## WHAT TO PRODUCE:
Print the data from the very start through the line containing "column 106, row 289", copying each line exactly, with both ends included. Leave the pictures out of your answer.

[Start of DATA SHOWN]

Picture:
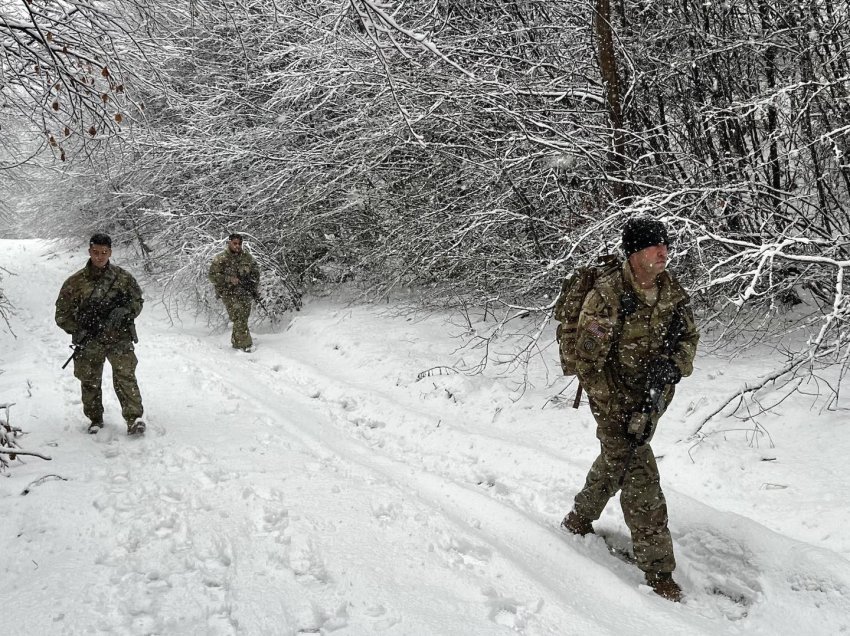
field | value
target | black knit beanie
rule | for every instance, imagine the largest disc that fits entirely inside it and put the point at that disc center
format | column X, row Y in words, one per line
column 641, row 233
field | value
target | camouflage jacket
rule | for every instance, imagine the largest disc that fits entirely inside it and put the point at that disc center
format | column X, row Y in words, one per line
column 88, row 297
column 228, row 265
column 614, row 350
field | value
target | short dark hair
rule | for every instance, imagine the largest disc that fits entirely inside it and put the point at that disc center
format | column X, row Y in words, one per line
column 100, row 239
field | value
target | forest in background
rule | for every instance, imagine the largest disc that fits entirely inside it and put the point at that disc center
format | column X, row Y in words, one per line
column 472, row 151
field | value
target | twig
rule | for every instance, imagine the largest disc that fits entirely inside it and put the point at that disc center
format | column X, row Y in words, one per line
column 40, row 481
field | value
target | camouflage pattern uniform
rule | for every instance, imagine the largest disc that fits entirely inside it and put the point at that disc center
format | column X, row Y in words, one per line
column 236, row 297
column 614, row 352
column 106, row 289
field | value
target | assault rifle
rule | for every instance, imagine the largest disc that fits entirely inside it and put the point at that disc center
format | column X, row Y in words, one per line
column 250, row 286
column 96, row 317
column 639, row 424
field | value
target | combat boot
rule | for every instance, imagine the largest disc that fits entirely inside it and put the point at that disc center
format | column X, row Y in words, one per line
column 662, row 583
column 135, row 427
column 577, row 524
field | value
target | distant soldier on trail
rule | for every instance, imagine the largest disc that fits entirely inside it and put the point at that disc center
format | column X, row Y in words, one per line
column 636, row 338
column 97, row 306
column 235, row 276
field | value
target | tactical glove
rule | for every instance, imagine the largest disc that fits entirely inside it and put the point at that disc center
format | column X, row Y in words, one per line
column 117, row 318
column 662, row 371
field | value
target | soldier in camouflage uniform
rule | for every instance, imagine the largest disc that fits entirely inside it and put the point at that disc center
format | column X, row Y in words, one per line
column 97, row 306
column 235, row 276
column 621, row 352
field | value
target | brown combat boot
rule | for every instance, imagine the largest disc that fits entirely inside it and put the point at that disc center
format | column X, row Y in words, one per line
column 135, row 427
column 662, row 583
column 577, row 524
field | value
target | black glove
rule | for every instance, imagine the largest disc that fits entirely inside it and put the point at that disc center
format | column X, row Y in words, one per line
column 117, row 318
column 661, row 372
column 89, row 318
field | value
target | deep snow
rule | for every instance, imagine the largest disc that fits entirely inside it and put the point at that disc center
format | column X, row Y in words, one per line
column 320, row 485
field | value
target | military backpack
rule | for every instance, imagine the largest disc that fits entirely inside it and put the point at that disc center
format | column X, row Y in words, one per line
column 574, row 290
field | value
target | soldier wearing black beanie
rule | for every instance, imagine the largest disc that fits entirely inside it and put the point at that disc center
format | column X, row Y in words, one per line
column 641, row 232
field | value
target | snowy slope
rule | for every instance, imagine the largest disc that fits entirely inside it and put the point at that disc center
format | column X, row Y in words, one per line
column 321, row 485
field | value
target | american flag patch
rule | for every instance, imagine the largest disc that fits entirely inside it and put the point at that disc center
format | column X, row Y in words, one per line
column 596, row 330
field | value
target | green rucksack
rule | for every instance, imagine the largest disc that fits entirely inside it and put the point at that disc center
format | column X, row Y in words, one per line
column 568, row 306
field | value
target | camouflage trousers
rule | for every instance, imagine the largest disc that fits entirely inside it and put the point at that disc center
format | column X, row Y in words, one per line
column 88, row 369
column 642, row 501
column 239, row 310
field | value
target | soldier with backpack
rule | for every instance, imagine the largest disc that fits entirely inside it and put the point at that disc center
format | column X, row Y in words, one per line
column 97, row 307
column 235, row 276
column 627, row 331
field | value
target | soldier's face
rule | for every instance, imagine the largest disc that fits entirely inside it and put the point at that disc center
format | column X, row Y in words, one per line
column 650, row 260
column 99, row 255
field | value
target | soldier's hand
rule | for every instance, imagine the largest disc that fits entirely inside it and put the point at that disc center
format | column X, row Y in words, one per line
column 117, row 318
column 662, row 371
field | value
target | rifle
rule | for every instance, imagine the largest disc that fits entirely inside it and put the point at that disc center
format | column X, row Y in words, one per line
column 96, row 314
column 638, row 427
column 79, row 346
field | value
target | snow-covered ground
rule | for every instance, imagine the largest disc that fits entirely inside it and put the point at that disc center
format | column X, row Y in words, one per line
column 338, row 480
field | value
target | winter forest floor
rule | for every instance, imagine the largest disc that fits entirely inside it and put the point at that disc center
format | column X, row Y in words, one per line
column 319, row 485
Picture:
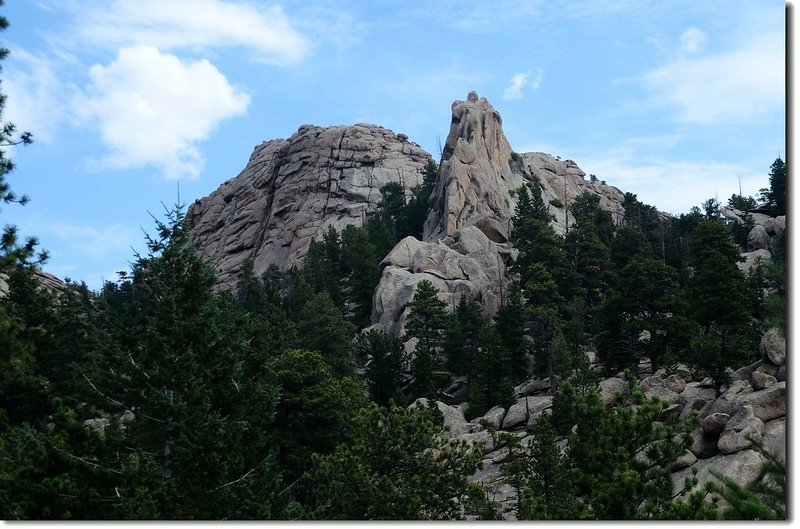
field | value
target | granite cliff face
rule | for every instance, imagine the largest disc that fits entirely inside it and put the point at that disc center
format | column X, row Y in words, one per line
column 292, row 190
column 465, row 248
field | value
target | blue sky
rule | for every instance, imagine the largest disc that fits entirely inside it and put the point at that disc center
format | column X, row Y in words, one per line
column 129, row 100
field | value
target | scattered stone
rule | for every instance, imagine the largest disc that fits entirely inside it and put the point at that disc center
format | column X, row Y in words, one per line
column 686, row 460
column 768, row 403
column 531, row 387
column 98, row 425
column 715, row 423
column 761, row 380
column 775, row 438
column 610, row 387
column 741, row 431
column 758, row 238
column 694, row 405
column 493, row 418
column 773, row 347
column 526, row 410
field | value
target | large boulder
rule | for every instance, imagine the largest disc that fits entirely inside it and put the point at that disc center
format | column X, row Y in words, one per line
column 768, row 404
column 773, row 347
column 753, row 260
column 715, row 423
column 493, row 418
column 526, row 411
column 744, row 467
column 775, row 438
column 758, row 238
column 611, row 387
column 741, row 431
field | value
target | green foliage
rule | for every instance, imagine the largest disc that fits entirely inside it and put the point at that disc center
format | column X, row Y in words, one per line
column 762, row 500
column 540, row 474
column 490, row 380
column 315, row 408
column 720, row 303
column 398, row 468
column 426, row 322
column 176, row 357
column 383, row 354
column 777, row 186
column 511, row 329
column 741, row 202
column 322, row 327
column 621, row 455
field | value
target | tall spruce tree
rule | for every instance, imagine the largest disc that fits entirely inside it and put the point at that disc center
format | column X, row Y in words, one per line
column 176, row 358
column 719, row 303
column 427, row 320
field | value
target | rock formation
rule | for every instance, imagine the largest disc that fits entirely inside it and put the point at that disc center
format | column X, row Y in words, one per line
column 465, row 249
column 723, row 443
column 759, row 239
column 292, row 190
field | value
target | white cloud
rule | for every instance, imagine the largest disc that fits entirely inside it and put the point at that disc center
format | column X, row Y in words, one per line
column 96, row 242
column 734, row 87
column 673, row 186
column 35, row 95
column 153, row 108
column 518, row 82
column 195, row 25
column 693, row 40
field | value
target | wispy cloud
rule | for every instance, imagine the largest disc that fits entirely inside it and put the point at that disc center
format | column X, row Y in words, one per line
column 530, row 80
column 736, row 86
column 94, row 241
column 693, row 40
column 266, row 32
column 36, row 96
column 671, row 184
column 152, row 108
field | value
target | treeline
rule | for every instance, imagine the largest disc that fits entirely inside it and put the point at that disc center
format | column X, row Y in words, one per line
column 157, row 398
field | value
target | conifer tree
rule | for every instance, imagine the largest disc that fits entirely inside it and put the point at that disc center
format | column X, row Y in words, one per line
column 510, row 327
column 400, row 467
column 719, row 303
column 176, row 358
column 426, row 322
column 383, row 354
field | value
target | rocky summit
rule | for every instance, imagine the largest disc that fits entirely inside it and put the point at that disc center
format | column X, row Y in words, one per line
column 292, row 190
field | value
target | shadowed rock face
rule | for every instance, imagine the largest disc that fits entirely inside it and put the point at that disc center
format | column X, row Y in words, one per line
column 465, row 249
column 292, row 190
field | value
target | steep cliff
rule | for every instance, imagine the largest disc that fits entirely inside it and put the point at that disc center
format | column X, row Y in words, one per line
column 465, row 248
column 292, row 190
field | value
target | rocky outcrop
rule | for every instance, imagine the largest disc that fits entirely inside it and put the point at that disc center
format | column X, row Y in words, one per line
column 292, row 190
column 465, row 249
column 760, row 238
column 723, row 443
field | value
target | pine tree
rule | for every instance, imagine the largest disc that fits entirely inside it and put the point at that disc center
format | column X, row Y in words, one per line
column 400, row 467
column 426, row 322
column 777, row 186
column 361, row 271
column 322, row 327
column 315, row 411
column 719, row 303
column 383, row 354
column 176, row 356
column 510, row 327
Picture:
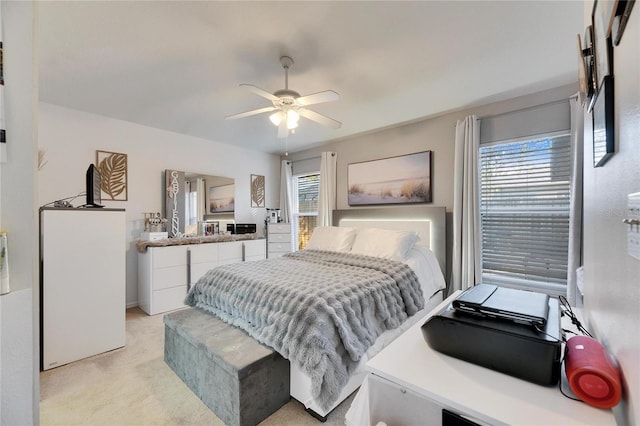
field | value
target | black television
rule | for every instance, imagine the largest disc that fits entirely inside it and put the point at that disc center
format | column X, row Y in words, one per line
column 94, row 180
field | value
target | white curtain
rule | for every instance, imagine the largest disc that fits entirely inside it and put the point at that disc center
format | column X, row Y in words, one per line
column 286, row 192
column 575, row 207
column 465, row 266
column 327, row 189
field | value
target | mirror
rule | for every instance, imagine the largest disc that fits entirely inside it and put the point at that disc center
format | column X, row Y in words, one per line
column 198, row 204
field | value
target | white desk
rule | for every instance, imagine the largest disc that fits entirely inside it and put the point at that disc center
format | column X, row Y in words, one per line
column 480, row 394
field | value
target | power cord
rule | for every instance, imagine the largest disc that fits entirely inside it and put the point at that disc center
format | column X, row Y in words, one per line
column 64, row 202
column 566, row 309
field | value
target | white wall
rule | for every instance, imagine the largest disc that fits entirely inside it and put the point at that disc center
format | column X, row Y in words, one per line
column 19, row 386
column 71, row 138
column 611, row 276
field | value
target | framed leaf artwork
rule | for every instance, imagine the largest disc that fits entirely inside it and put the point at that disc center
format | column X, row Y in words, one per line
column 113, row 171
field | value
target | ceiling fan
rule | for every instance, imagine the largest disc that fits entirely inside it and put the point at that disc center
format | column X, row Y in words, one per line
column 288, row 105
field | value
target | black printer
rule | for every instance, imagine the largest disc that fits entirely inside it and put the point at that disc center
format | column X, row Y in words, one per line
column 515, row 349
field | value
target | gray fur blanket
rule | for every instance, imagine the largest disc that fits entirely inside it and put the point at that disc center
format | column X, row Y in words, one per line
column 321, row 310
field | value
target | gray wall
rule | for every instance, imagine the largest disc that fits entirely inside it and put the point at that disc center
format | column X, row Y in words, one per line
column 436, row 134
column 611, row 276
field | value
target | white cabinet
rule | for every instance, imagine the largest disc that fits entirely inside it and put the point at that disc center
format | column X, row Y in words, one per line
column 254, row 250
column 279, row 239
column 82, row 255
column 165, row 273
column 162, row 279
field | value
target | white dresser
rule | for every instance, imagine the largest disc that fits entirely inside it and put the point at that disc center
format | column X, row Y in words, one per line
column 280, row 239
column 165, row 273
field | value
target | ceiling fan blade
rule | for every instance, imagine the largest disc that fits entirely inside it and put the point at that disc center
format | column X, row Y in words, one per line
column 261, row 92
column 317, row 98
column 249, row 113
column 283, row 131
column 319, row 118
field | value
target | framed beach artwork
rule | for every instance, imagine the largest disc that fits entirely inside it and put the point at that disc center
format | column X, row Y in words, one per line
column 404, row 179
column 222, row 198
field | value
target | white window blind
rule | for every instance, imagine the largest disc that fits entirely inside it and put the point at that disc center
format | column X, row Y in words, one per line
column 306, row 188
column 524, row 213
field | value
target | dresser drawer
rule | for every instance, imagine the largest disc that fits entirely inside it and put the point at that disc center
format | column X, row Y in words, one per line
column 169, row 277
column 199, row 269
column 254, row 249
column 168, row 256
column 279, row 228
column 279, row 238
column 279, row 247
column 168, row 299
column 204, row 253
column 229, row 252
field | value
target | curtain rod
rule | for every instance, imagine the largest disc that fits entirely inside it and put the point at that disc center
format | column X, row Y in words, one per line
column 333, row 154
column 527, row 108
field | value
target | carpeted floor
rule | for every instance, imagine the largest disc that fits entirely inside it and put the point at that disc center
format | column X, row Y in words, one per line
column 133, row 386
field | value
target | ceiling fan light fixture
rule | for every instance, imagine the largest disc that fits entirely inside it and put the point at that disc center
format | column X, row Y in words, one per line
column 276, row 118
column 292, row 119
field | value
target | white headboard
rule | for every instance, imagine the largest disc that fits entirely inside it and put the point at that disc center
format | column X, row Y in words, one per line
column 429, row 222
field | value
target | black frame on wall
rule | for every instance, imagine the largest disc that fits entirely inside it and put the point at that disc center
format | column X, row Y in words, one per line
column 603, row 125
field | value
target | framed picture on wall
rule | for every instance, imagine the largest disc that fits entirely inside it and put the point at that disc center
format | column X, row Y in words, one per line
column 113, row 170
column 257, row 191
column 603, row 126
column 602, row 16
column 404, row 179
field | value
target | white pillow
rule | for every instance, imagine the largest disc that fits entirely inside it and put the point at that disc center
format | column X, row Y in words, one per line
column 384, row 243
column 331, row 238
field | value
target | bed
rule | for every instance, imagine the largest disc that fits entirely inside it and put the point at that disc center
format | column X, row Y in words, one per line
column 331, row 307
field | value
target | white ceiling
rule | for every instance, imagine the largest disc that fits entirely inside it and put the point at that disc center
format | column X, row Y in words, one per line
column 177, row 65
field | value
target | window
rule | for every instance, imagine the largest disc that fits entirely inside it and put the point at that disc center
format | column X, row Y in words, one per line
column 305, row 209
column 524, row 213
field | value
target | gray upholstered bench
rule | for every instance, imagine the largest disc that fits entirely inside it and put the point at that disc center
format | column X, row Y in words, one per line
column 240, row 380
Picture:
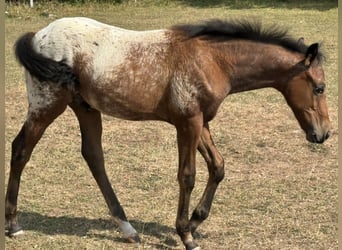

[End of DATA SHOWN]

## THE COMPLETED TASK:
Picture:
field | value
target | black knit beanie
rule | for every instance, imagine the largest disc that fits entirely inside it and put the point at that disc center
format | column X, row Y in words, one per line
column 641, row 233
field | value
target | camouflage jacket
rule | for every instance, imagine the largest disc that fits entirely inside it and put the point at that disc center
format | column X, row Y in words, one per line
column 88, row 297
column 228, row 265
column 614, row 350
field | value
target | short dark hair
rule | for every instance, imagine the largest disc that fits entirely inside it and put the point at that disc center
format | column X, row Y in words, one per line
column 100, row 239
field | value
target | forest in background
rule | for every instance, imagine the largest disc that fits entirely inside it and put the point at that disc center
format | column X, row Y in words, one per line
column 472, row 151
field | value
target | twig
rule | for every instance, imagine the largest disc that fits entirely inside it and put the point at that disc center
format | column X, row Y in words, one per line
column 40, row 481
field | value
target | camouflage pattern uniform
rule | for every instance, imagine the largest disc that fits entirely inside it and put the point at that disc center
format | column X, row Y in words, one per line
column 236, row 297
column 614, row 352
column 106, row 289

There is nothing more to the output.